[Start of section]

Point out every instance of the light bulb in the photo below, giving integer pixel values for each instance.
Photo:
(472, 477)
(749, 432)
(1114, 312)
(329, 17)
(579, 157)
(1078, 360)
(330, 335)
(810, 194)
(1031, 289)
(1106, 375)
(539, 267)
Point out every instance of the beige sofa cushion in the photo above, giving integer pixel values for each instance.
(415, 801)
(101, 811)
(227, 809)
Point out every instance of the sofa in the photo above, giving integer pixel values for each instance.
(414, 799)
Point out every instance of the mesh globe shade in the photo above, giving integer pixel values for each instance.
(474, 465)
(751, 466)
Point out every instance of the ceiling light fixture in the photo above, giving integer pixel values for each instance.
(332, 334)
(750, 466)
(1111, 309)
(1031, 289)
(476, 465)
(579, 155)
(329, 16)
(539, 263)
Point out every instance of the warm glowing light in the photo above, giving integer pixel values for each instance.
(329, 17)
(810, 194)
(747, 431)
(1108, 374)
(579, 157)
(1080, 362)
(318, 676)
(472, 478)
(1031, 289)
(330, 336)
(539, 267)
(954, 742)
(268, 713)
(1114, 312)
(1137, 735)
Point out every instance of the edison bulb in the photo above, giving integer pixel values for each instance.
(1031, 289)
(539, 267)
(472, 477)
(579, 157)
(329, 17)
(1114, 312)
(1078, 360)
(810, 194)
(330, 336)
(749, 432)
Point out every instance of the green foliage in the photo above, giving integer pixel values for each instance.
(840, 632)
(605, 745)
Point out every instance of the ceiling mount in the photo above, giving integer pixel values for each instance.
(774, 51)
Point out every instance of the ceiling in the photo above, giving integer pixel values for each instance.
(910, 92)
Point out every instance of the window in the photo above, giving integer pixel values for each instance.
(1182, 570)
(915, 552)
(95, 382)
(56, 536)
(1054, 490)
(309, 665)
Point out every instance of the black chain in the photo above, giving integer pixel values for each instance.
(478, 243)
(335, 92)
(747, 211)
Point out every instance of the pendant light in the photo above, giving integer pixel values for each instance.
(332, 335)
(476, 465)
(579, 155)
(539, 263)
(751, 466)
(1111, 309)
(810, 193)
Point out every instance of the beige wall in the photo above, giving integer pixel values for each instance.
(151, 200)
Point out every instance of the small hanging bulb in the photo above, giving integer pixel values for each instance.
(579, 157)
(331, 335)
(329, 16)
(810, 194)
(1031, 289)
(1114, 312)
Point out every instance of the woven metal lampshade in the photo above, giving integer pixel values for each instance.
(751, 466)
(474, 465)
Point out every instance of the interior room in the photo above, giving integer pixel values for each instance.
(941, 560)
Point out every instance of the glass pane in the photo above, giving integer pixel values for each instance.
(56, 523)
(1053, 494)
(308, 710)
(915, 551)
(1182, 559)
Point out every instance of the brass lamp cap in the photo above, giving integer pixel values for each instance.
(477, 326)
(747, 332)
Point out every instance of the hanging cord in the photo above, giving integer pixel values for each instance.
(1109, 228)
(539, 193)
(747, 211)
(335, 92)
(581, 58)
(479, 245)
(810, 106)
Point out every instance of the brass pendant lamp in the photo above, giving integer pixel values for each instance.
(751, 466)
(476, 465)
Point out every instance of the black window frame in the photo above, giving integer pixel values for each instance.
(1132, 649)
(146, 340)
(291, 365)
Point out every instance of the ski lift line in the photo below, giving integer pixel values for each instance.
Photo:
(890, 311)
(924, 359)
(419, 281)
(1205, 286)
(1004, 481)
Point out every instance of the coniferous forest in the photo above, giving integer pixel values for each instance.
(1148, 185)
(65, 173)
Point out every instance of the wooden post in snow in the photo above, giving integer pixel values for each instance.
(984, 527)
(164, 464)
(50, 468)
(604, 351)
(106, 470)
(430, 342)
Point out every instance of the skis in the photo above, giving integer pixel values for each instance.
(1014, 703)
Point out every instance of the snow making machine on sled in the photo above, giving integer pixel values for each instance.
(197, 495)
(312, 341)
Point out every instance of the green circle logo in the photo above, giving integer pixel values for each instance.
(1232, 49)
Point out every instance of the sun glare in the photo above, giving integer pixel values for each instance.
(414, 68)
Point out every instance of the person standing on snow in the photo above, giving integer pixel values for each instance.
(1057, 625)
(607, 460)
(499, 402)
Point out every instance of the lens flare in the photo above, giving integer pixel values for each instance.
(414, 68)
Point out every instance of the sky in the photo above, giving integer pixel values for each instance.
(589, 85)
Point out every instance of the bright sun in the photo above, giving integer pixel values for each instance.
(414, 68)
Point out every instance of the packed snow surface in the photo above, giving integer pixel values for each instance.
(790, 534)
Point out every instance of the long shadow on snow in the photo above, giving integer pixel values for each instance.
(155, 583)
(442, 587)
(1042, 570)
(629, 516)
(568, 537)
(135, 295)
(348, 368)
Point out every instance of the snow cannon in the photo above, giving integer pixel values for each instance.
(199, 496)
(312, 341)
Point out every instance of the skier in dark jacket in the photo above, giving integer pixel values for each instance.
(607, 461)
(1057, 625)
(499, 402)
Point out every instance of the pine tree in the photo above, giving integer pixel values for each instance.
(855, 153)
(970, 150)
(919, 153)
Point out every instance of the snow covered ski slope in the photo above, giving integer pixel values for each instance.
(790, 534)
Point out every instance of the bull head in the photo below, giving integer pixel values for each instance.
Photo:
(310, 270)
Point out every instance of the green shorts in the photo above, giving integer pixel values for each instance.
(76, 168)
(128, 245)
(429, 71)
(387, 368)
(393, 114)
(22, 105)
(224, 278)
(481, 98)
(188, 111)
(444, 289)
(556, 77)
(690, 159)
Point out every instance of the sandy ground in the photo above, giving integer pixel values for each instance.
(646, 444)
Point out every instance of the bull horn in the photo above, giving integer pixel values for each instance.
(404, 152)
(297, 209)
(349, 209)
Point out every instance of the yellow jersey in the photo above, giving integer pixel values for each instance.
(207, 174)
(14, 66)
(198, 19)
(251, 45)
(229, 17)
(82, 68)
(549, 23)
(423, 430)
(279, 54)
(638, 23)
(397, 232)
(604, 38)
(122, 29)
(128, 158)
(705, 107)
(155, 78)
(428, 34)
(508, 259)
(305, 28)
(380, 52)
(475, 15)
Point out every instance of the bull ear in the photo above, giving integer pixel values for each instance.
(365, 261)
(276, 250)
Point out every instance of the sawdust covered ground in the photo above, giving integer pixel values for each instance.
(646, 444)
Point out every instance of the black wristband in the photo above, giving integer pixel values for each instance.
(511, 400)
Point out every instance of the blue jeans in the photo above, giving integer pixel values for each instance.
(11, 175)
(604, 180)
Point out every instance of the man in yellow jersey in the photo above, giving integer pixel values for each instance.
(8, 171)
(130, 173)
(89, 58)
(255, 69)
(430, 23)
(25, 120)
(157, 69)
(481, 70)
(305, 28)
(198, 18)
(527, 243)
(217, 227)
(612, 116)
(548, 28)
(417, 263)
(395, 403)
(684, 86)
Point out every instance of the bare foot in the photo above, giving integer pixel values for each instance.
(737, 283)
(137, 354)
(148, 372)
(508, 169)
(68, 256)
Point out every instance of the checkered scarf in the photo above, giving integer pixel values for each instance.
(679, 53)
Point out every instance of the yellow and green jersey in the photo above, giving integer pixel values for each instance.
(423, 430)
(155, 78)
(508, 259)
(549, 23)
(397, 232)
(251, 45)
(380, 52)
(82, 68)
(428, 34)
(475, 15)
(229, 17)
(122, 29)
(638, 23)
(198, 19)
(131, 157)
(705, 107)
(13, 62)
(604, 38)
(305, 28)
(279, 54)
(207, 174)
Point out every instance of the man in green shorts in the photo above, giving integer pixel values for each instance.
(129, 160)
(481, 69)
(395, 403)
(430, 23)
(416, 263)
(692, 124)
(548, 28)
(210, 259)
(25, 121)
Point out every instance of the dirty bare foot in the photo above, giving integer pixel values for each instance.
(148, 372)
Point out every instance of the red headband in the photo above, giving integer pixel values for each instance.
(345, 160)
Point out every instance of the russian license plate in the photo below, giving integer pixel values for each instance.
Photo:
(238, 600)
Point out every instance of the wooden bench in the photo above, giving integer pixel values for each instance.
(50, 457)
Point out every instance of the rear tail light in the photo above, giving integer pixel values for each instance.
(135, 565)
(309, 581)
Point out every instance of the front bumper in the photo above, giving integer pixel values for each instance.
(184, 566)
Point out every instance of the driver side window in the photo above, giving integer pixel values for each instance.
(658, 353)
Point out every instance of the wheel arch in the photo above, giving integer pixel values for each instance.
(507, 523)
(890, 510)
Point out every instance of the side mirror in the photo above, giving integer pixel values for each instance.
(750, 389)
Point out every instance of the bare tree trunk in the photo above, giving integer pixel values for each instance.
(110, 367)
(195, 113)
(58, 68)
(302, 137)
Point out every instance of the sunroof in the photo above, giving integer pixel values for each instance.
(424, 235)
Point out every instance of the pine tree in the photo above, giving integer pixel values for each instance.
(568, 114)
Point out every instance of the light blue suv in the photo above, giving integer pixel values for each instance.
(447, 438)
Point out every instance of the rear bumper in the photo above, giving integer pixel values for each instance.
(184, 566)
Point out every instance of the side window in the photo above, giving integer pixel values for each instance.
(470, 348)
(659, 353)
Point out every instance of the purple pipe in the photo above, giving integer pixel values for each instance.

[End of section]

■ **EXERCISE DESCRIPTION**
Lines holding "below": copy each one from the records above.

■ **EXPECTED ANSWER**
Point out every instance of the light bulb in the photo below, giving integer pixel values for each instance.
Point out every instance of the ski lift line in the photo below, giving integer pixel values for each instance.
Point out every instance of the bull head in the photo below, giving integer pixel values for each instance.
Point out every instance of the russian license plate in the photo below, giving integer pixel values for each instance.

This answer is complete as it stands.